| EXERCISE OBJECTIVE |
All entries are to be transcribed verbatim, but images are not carried over.

| PROVIDED MATERIAL |
——————————
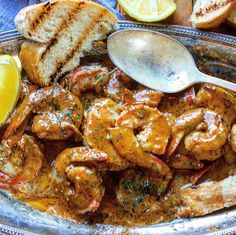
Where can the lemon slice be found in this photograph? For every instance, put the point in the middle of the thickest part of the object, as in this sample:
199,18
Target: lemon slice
148,10
9,86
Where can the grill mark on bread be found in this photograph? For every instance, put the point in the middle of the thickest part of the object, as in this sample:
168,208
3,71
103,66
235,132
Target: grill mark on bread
63,26
213,7
41,16
78,46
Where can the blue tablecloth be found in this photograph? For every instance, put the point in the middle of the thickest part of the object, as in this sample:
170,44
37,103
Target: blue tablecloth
——————————
| TASK OUTPUT |
Where can the lemon slice be found in this photograph? For every instance, put the point in the middle of the thickest part of the object, as in this sample:
199,18
Target: lemon slice
148,10
9,86
Where can the grill mark on bread be found in this photograph? For every instance, put the point in the middle of the thickest part of the object, as in this sample:
168,208
3,71
103,66
235,132
Target: grill mark on bread
63,26
213,7
41,16
78,46
Where can the blue tablecloth be found in this photograph? For every instance, put the point in the middle of the thickest part of the object, as in this sample:
170,44
37,103
Target: blue tablecloth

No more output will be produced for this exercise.